What you need to do: Count the lines of the items below that contain the word "jacket", and give only that number.

Data in this exercise:
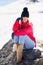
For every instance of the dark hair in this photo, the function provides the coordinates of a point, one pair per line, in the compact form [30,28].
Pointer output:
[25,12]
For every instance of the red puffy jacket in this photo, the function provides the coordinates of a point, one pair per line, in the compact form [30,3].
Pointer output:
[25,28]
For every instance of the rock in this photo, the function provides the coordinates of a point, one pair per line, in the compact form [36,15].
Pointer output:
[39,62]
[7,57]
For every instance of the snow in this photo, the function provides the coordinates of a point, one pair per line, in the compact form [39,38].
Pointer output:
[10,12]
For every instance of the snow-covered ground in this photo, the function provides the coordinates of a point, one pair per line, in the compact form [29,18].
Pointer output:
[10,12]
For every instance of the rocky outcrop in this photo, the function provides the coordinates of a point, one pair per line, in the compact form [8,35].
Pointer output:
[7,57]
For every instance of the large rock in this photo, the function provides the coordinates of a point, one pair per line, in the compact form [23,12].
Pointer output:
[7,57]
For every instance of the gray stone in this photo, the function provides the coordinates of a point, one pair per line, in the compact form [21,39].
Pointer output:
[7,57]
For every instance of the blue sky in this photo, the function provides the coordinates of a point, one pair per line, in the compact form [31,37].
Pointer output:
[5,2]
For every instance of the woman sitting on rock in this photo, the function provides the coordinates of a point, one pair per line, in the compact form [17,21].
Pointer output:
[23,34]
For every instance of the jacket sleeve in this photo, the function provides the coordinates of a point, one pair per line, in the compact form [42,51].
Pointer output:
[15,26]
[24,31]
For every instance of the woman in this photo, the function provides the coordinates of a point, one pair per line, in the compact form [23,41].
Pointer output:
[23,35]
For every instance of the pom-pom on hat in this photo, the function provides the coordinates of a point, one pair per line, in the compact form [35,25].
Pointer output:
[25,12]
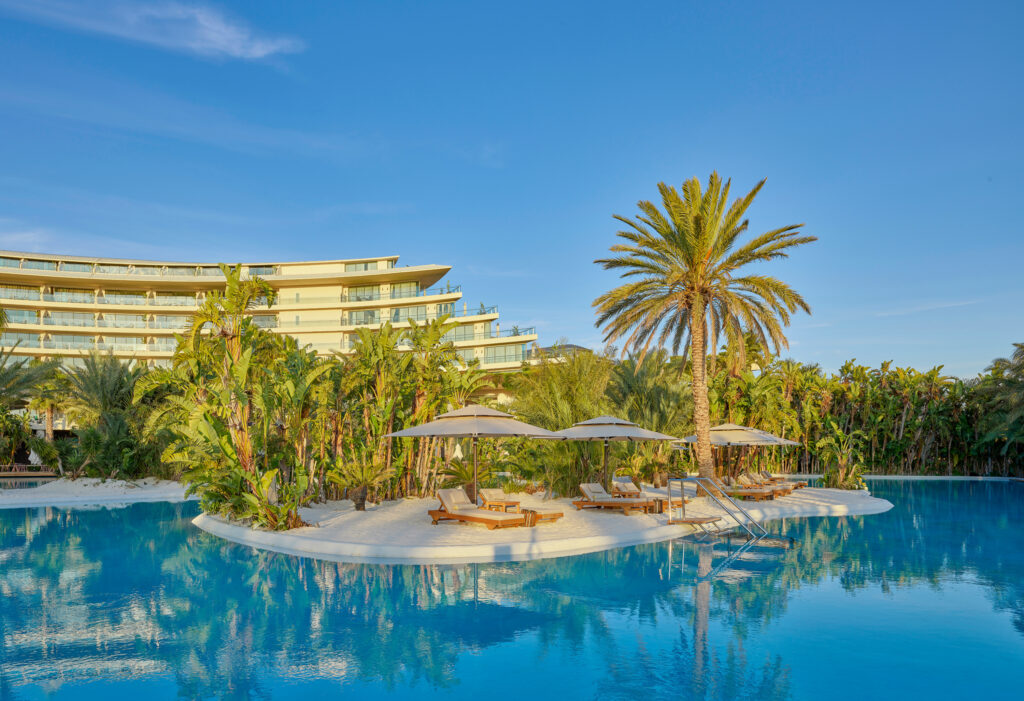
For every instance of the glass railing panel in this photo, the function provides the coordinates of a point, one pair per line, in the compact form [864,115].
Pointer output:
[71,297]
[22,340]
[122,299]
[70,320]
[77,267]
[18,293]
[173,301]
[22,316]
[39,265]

---

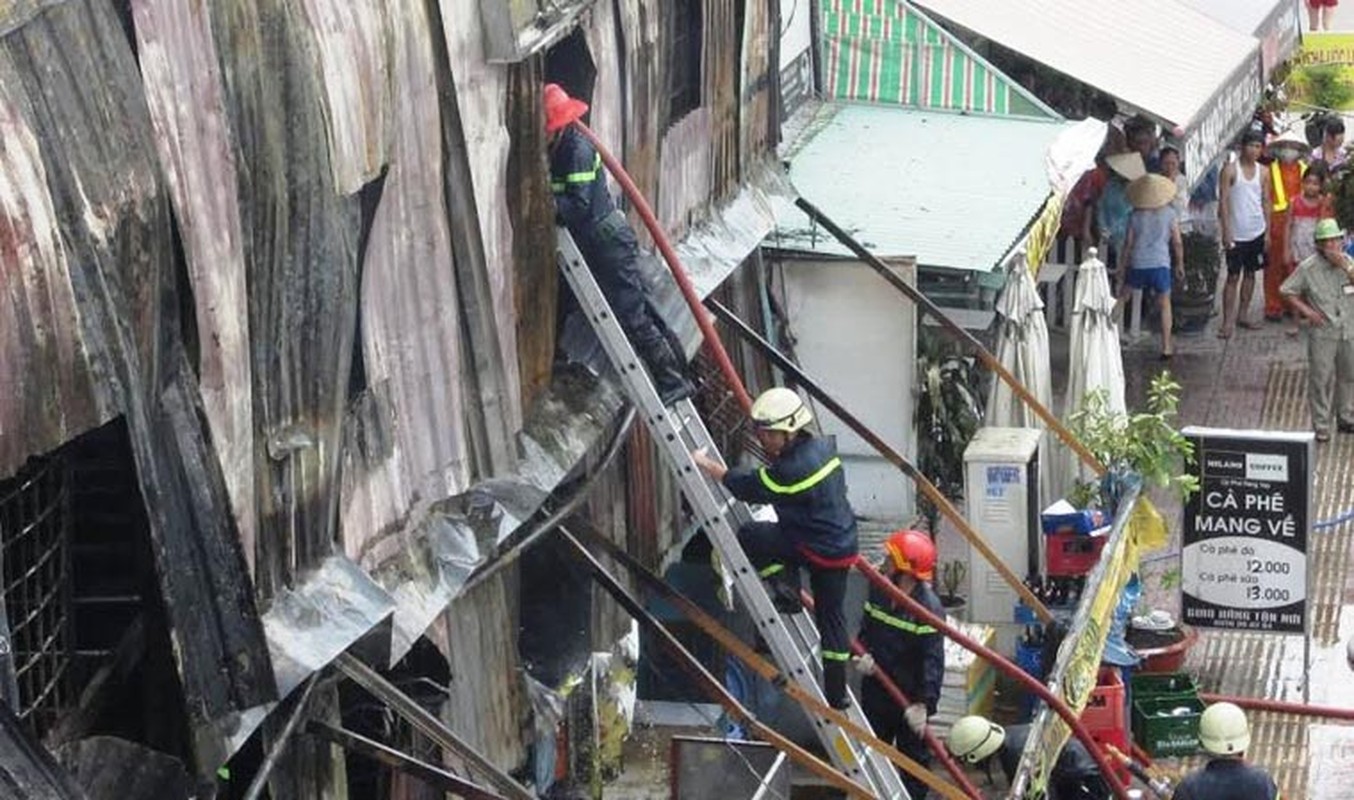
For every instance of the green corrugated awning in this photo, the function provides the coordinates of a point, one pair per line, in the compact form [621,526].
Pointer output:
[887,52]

Written response: 2